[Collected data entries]
+ + + + + + +
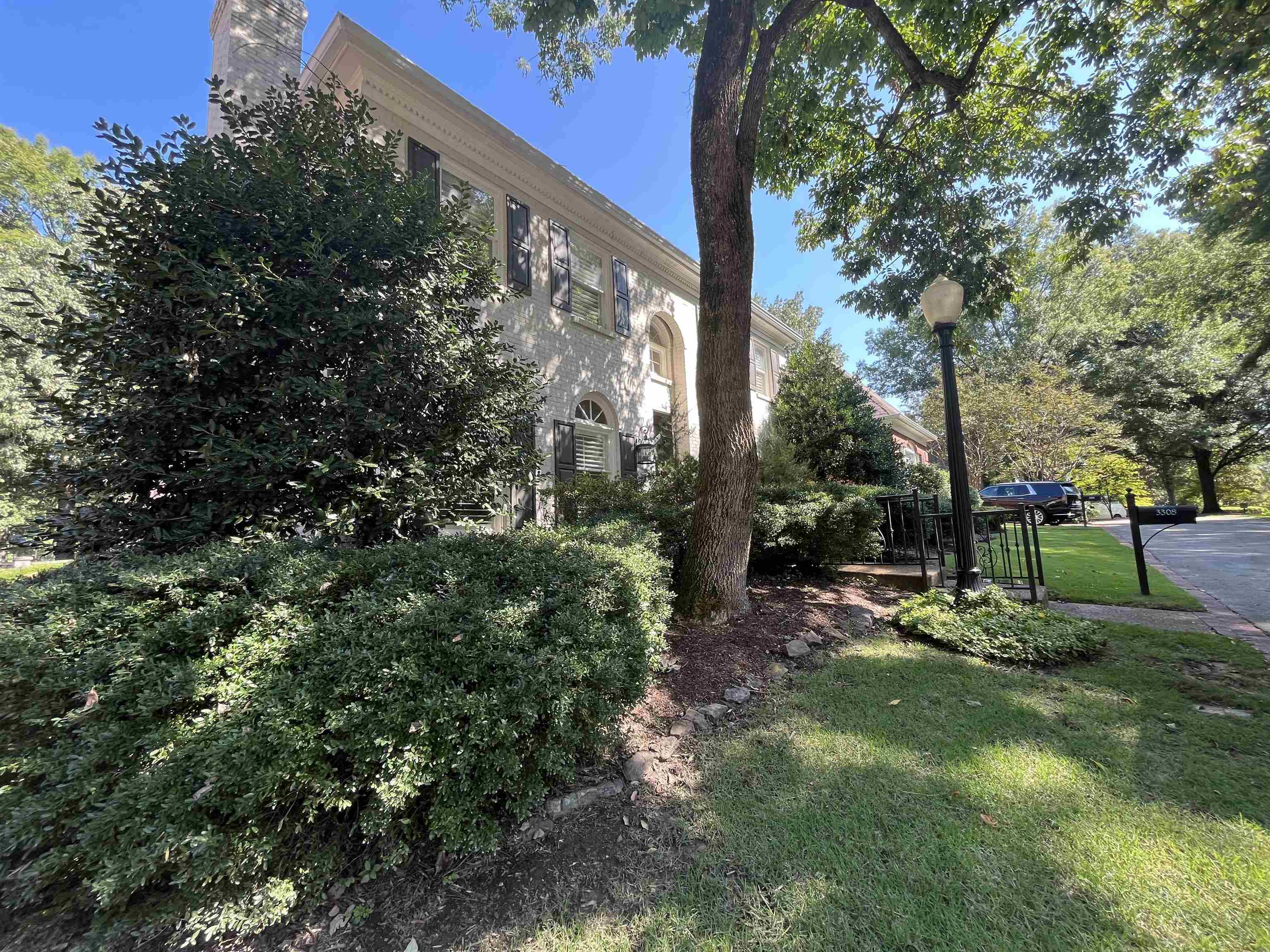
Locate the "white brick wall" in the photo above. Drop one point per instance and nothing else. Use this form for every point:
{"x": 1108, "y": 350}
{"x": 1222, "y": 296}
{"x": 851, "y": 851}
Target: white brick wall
{"x": 258, "y": 41}
{"x": 256, "y": 45}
+ + + + + + +
* _To do_
Filter the data above, keeping only each line that contains the word "wall".

* _Output below_
Locate the "white brick wall" in the photo above. Drop one point per instance and nothing else. Use this form for every point:
Target: white brick wall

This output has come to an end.